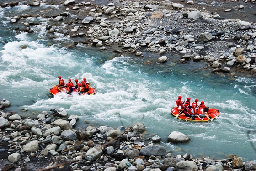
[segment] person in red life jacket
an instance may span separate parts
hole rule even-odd
[[[200,107],[202,106],[202,105],[203,105],[203,104],[204,104],[204,102],[203,101],[202,101],[202,102],[201,102],[201,104],[199,104],[199,108]],[[204,108],[204,111],[206,112],[208,112],[209,111],[209,107],[207,107],[206,106],[204,106],[205,108]]]
[[[191,109],[191,106],[190,106],[190,100],[191,99],[191,98],[187,98],[187,100],[185,103],[185,104],[187,104],[187,107],[188,107],[188,109]]]
[[[86,78],[83,78],[83,80],[85,82],[85,83],[87,84],[88,85],[90,85],[90,82],[86,80]],[[82,82],[81,82],[82,83]]]
[[[195,118],[194,118],[193,117],[192,117],[191,115],[190,115],[190,114],[189,114],[189,109],[188,109],[188,107],[187,106],[187,104],[185,104],[184,105],[184,110],[183,110],[183,112],[182,112],[182,113],[181,114],[179,114],[179,116],[187,116],[187,118],[186,118],[184,119],[185,120],[186,120],[187,121],[187,119],[189,118],[192,118],[192,119],[195,119]]]
[[[59,84],[56,85],[56,87],[59,88],[61,88],[65,86],[65,82],[64,80],[61,78],[61,76],[59,76],[58,77],[59,80]]]
[[[180,102],[181,101],[181,98],[182,98],[182,96],[179,96],[178,97],[178,99],[177,100],[176,100],[176,104],[177,104],[177,106],[179,107],[179,106],[180,105]]]
[[[189,114],[193,118],[197,117],[200,119],[201,120],[203,120],[203,118],[201,118],[198,114],[197,110],[196,109],[196,108],[195,107],[195,105],[191,106],[191,108],[189,109]]]
[[[76,83],[76,85],[75,86],[75,88],[77,89],[78,88],[78,85],[77,85],[77,84],[78,83],[80,83],[80,82],[78,81],[78,80],[77,79],[75,79],[75,82]]]
[[[204,111],[205,108],[205,105],[204,104],[202,104],[201,106],[199,107],[199,109],[198,109],[198,115],[201,118],[206,117],[208,119],[213,120],[213,119],[212,119],[211,116],[208,116],[207,112]]]
[[[89,91],[89,86],[84,81],[82,81],[82,88],[84,89],[84,92],[87,92]]]
[[[82,87],[82,84],[80,83],[77,83],[77,86],[78,86],[76,89],[76,91],[78,92],[78,94],[82,95],[85,91],[84,91],[84,88]]]

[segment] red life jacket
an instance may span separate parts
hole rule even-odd
[[[200,107],[198,109],[198,114],[204,114],[204,108]]]
[[[60,79],[59,83],[60,84],[60,82],[62,82],[61,86],[64,86],[65,85],[65,82],[64,82],[64,80],[63,79]]]

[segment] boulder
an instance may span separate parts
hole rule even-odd
[[[83,24],[90,24],[93,21],[93,17],[92,16],[88,16],[85,17],[82,21],[82,23]]]
[[[140,155],[150,156],[163,156],[165,154],[166,151],[165,148],[161,145],[149,145],[143,148],[140,151]]]
[[[173,131],[168,136],[168,142],[172,143],[185,143],[190,140],[190,138],[180,132]]]
[[[146,130],[144,124],[141,123],[134,124],[132,126],[132,130],[133,131],[144,132]]]
[[[92,161],[98,159],[102,154],[101,146],[96,145],[94,147],[91,148],[87,151],[85,158],[90,161]]]
[[[69,130],[72,129],[71,124],[66,120],[58,119],[53,123],[53,126],[59,126],[63,130]]]
[[[240,21],[237,23],[238,28],[241,30],[249,29],[251,27],[251,23],[249,22]]]
[[[201,12],[198,10],[194,10],[188,13],[187,18],[188,19],[192,19],[195,20],[200,18],[201,16]]]
[[[208,41],[213,38],[213,36],[211,33],[201,33],[197,38],[197,41]]]
[[[75,4],[75,0],[68,0],[65,1],[62,4],[64,6],[68,6],[69,5]]]
[[[197,171],[198,167],[193,161],[181,161],[175,165],[177,171]]]
[[[0,128],[5,128],[8,125],[8,120],[3,117],[0,117]]]
[[[16,163],[20,158],[21,154],[20,153],[15,153],[9,155],[8,160],[11,163]]]
[[[157,59],[157,62],[161,63],[165,63],[167,61],[167,57],[166,56],[162,56],[161,57],[159,57]]]
[[[36,151],[39,150],[38,141],[34,140],[30,142],[23,146],[21,150],[28,153]]]
[[[60,134],[60,137],[64,140],[73,140],[76,139],[75,133],[71,130],[65,130]]]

§ **Exercise prompt**
Convert the entries above into a Markdown table with two columns, Row and Line, giving each non-blank line its own numbered row. Leave the pictures out of the table.

§ **The output**
| Row | Line |
|---|---|
| 1 | [segment] person in red life jacket |
| 2 | an instance may span separate parts |
| 3 | hole rule even-odd |
| 4 | [[[200,107],[202,106],[202,105],[203,105],[203,104],[204,104],[204,102],[203,101],[202,101],[202,102],[201,102],[201,104],[199,104],[199,108]],[[204,108],[204,111],[206,112],[208,112],[209,111],[209,107],[207,107],[206,106],[204,106],[205,108]]] |
| 5 | [[[191,109],[191,106],[190,106],[190,100],[191,99],[191,98],[187,98],[187,100],[185,103],[185,104],[187,104],[187,107],[188,107],[188,109]]] |
| 6 | [[[86,78],[83,78],[83,80],[85,82],[85,83],[87,84],[88,85],[90,85],[90,82],[86,80]],[[82,82],[81,82],[82,83]]] |
| 7 | [[[195,118],[194,118],[193,117],[192,117],[191,115],[190,115],[190,114],[189,114],[189,109],[188,109],[188,107],[187,106],[187,104],[185,104],[184,105],[184,110],[183,110],[183,112],[182,112],[182,113],[181,114],[179,114],[179,116],[187,116],[187,118],[186,118],[184,119],[185,120],[186,120],[187,121],[187,119],[189,118],[192,118],[192,119],[195,119]]] |
| 8 | [[[59,84],[56,85],[56,87],[59,88],[61,88],[65,86],[65,82],[64,80],[61,78],[61,76],[59,76],[58,77],[59,80]]] |
| 9 | [[[180,102],[181,101],[181,98],[182,98],[182,96],[179,96],[178,97],[178,99],[177,100],[176,100],[176,104],[177,104],[177,106],[179,107],[179,106],[180,105]]] |
| 10 | [[[189,114],[193,118],[197,117],[200,119],[201,120],[203,120],[203,118],[201,118],[198,114],[197,110],[196,109],[196,108],[195,107],[195,105],[191,106],[191,108],[189,109]]] |
| 11 | [[[76,83],[76,85],[75,86],[75,88],[77,89],[78,88],[78,85],[77,85],[77,84],[78,83],[80,83],[80,82],[78,81],[78,80],[77,79],[75,79],[75,82]]] |
| 12 | [[[204,111],[205,108],[205,105],[204,104],[202,104],[201,106],[199,107],[199,109],[198,109],[198,115],[201,118],[206,117],[208,119],[213,120],[213,119],[212,119],[211,116],[208,116],[207,112]]] |
| 13 | [[[89,91],[89,86],[84,81],[82,81],[82,88],[84,89],[84,92],[87,92]]] |
| 14 | [[[82,87],[82,84],[80,83],[77,83],[77,86],[78,86],[76,89],[76,91],[78,92],[78,94],[82,95],[85,91],[84,91],[84,88]]] |
| 15 | [segment] red life jacket |
| 16 | an instance may span separate parts |
| 17 | hole rule even-odd |
| 18 | [[[200,107],[198,109],[198,114],[204,114],[204,108]]] |
| 19 | [[[60,79],[59,83],[60,84],[60,82],[62,82],[61,86],[64,86],[65,85],[65,82],[64,82],[64,80],[63,79]]] |
| 20 | [segment] boulder |
| 21 | an instance may span separate parts |
| 22 | hole rule even-odd |
| 23 | [[[83,24],[90,24],[93,21],[93,17],[92,16],[88,16],[85,17],[82,21],[82,23]]] |
| 24 | [[[140,155],[150,156],[163,156],[165,154],[166,151],[165,148],[161,145],[149,145],[143,148],[140,151]]] |
| 25 | [[[173,131],[168,136],[168,142],[172,143],[185,143],[190,140],[190,138],[180,132]]] |
| 26 | [[[146,130],[144,124],[141,123],[134,124],[132,126],[132,130],[133,131],[144,132]]] |
| 27 | [[[92,161],[98,159],[102,154],[101,146],[96,145],[94,147],[91,148],[87,151],[85,158],[90,161]]] |
| 28 | [[[69,130],[72,129],[71,124],[66,120],[58,119],[53,123],[53,126],[59,126],[63,130]]] |
| 29 | [[[240,21],[237,23],[238,28],[241,30],[249,29],[251,27],[251,23],[249,22]]] |
| 30 | [[[201,12],[198,10],[194,10],[188,13],[187,18],[188,19],[192,19],[195,20],[200,18],[201,16]]] |
| 31 | [[[208,41],[213,38],[213,36],[211,33],[201,33],[197,38],[197,41]]] |
| 32 | [[[75,4],[75,0],[68,0],[65,1],[62,4],[64,6],[68,6],[69,5]]] |
| 33 | [[[197,171],[198,167],[193,161],[181,161],[175,165],[177,171]]] |
| 34 | [[[0,128],[5,128],[8,125],[8,120],[3,117],[0,117]]] |
| 35 | [[[16,163],[20,158],[21,154],[20,153],[15,153],[9,155],[8,160],[11,163]]] |
| 36 | [[[157,59],[157,62],[161,63],[165,63],[167,61],[167,57],[166,56],[162,56],[161,57],[159,57]]] |
| 37 | [[[36,151],[39,150],[38,141],[34,140],[30,142],[23,146],[21,150],[28,153]]] |
| 38 | [[[60,134],[60,137],[64,140],[73,140],[76,139],[75,133],[71,130],[65,130]]] |